• **TASK GOAL**: Among the entries, find each line that includes the string "windmill" and list it.

• **DATA RECORDS**:
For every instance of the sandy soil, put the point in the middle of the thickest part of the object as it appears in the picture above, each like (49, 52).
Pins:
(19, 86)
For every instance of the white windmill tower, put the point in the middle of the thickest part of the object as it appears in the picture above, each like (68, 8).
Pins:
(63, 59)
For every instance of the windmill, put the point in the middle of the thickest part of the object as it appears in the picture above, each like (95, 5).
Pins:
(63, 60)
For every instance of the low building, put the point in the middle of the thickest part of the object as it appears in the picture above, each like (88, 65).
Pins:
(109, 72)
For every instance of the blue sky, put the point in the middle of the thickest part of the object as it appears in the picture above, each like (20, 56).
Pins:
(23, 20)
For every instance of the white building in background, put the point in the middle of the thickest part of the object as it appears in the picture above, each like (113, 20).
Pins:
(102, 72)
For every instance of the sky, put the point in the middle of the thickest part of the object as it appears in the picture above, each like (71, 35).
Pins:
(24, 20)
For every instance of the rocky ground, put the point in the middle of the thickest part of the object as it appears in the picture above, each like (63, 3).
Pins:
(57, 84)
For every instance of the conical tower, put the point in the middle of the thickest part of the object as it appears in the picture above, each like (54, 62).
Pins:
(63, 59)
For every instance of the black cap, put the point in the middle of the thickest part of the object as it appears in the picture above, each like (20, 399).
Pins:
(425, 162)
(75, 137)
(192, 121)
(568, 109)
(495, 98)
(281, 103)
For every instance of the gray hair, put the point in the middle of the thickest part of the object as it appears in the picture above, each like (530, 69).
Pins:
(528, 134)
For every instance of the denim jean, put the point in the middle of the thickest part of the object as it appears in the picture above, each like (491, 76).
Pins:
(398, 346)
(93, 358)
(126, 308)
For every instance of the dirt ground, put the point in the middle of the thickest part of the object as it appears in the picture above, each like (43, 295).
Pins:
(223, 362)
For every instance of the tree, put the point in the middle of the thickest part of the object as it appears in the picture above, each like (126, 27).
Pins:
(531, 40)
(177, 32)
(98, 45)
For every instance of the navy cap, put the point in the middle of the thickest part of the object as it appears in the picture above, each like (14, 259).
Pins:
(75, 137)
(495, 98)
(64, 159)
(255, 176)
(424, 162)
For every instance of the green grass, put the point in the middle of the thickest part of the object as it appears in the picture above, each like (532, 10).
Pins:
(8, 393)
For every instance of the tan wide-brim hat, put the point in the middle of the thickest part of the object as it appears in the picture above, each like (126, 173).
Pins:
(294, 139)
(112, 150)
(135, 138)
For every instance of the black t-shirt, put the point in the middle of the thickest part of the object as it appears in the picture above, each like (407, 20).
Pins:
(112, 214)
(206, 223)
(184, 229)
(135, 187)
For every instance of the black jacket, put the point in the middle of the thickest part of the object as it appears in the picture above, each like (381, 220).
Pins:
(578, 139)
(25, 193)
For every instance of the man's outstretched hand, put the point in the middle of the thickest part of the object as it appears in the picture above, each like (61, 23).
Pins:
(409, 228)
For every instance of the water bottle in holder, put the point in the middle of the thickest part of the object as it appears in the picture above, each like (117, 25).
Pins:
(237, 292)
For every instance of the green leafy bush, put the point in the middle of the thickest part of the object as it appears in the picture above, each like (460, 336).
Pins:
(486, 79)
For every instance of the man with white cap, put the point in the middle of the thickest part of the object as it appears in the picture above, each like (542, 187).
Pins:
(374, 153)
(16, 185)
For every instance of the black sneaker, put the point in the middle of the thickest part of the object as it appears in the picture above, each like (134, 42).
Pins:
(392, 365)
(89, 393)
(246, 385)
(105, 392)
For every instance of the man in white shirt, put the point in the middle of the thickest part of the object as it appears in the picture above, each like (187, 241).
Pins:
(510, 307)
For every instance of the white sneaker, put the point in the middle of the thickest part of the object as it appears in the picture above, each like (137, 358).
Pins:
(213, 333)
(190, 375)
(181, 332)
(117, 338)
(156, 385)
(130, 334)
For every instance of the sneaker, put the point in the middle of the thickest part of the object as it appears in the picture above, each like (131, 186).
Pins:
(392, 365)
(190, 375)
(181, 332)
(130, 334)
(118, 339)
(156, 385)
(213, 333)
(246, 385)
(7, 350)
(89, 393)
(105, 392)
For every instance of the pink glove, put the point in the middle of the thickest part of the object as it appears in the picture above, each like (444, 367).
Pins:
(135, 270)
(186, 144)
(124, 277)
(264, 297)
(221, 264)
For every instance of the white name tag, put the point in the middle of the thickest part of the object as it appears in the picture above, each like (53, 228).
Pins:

• **TASK OUTPUT**:
For every instance of the white windmill tower, put the point in the middle of the thickest part of the object as it appears in the picture above, each like (68, 8).
For every instance of the windmill, put the point in the middle of the thickest part of the object as it appears in the picture above, each like (95, 5).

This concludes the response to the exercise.